■ **Passage for review**
★ ★ ★ ★
At this time a year ago, the Ravens were five games into what would become a 12-game winning streak. In November 2019, Baltimore played four games and put up 37 points, 49 points, 41 points, and 45 points. This was the high point of Lamar Jackson’s MVP campaign, and the point when Baltimore effectively claimed the crown as the NFL’s best and most entertaining team.
This season, November is going quite differently for the Ravens. It began with a 28-24 loss to the Steelers on November 1, which put Baltimore firmly behind Pittsburgh in the race for the AFC North. On Sunday night, the rough stretch continued with a 23-17 loss to the Patriots, and the offense’s performance in that game leads to all kinds of questions.
The Ravens never scored fewer than 20 points in the regular season in 2019. They did just that against a New England squad that came into the game with a 3-5 record and the league’s 31st-ranked defense by DVOA. It’s the type of performance that should raise alarm bells for the Ravens—especially since this team has looked nothing like the 2019 team that tore through the NFL and propelled Jackson to the league’s MVP trophy.
Jackson went 24-of-34 for 249 yards, two touchdowns, and one interception against the Patriots, adding 55 yards rushing. But the Ravens found the end zone just twice, and beyond the stat sheet, everything looked sluggish and grueling for this offense. Just look at this play, one of the biggest highlights of the game for Jackson. It’s a clutch third-down conversion late in the fourth quarter, but it’s also a complete mess for the offense. Everything just looks so difficult for the Ravens now.
To be fair to the Ravens, this game was played in monsoon conditions (and the rain certainly excuses the bad snaps that plagued them throughout the game). The wind whipping through Foxborough was easily heard on NBC’s Sunday Night Football broadcast, the rain rarely let up, and an intense fog rolled in near the close of the game that made the final few plays nearly unwatchable. But Baltimore’s stagnation is a season-long trend that can’t be explained away by one night of inclement weather. In 2019, the Ravens had the no. 1 offense in both passing DVOA and rushing DVOA. Prior to Week 10 this season, they were no. 23 in passing and no. 5 in rushing—and 23rd overall. In 2019, they ranked second in yards gained; this season, they’re 23rd. Last season, they averaged 33.2 points per game; this season, they’ve eclipsed that number just once.
Jackson’s regression has been sharp. Entering Sunday, his passing yards per game dropped from 208.5 in 2019 to 189.1. His rushing yards had declined from 80.4 yards per game to 58.6. And all of his efficiency numbers are down—Jackson is on pace to throw many fewer touchdowns, more interceptions, and take more sacks. He ranked 19th among quarterbacks in Pro Football Focus’s offensive grades after notching the no. 3 mark a year ago. He’s made some bizarre mistakes this season too, including throwing a pick at the end of the half in this game that robbed the Ravens of a chance to put points on the board.
★ ★ ★ ★
■ **Information supplied**
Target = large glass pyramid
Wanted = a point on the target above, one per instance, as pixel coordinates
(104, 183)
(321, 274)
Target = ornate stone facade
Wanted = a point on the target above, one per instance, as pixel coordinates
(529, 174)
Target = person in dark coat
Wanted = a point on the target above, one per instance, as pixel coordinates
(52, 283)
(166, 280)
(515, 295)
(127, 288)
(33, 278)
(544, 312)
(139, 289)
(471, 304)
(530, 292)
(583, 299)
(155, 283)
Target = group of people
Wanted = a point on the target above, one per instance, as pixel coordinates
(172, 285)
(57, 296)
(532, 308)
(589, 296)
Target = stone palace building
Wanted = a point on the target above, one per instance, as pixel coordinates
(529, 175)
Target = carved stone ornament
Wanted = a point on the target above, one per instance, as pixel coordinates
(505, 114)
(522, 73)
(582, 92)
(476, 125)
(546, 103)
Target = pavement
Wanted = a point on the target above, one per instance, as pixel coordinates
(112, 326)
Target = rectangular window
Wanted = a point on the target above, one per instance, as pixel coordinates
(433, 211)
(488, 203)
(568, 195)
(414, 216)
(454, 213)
★ ★ ★ ★
■ **Problem set**
• A. Decide whether each statement agrees with the Ravens article: (i) In 2019 the Ravens ranked first in yards gained. (ii) Jackson ranked 19th among quarterbacks in Pro Football Focus’s offensive grades. (iii) The Ravens lost to the Patriots by a score of 23-17. Answer yes or no for each, quoting the words that decide it.
• B. Reproduce the part of the Ravens article starting with "At this time" and going on through "most entertaining team.".
The data above are separate from the Ravens article.

■ **Answer list**
• A.
(i) No: "In 2019, they ranked second in yards gained"
(ii) Yes: "He ranked 19th among quarterbacks in Pro Football Focus’s offensive grades"
(iii) Yes: "a 23-17 loss to the Patriots"

• B.
At this time a year ago, the Ravens were five games into what would become a 12-game winning streak. In November 2019, Baltimore played four games and put up 37 points, 49 points, 41 points, and 45 points. This was the high point of Lamar Jackson’s MVP campaign, and the point when Baltimore effectively claimed the crown as the NFL’s best and most entertaining team.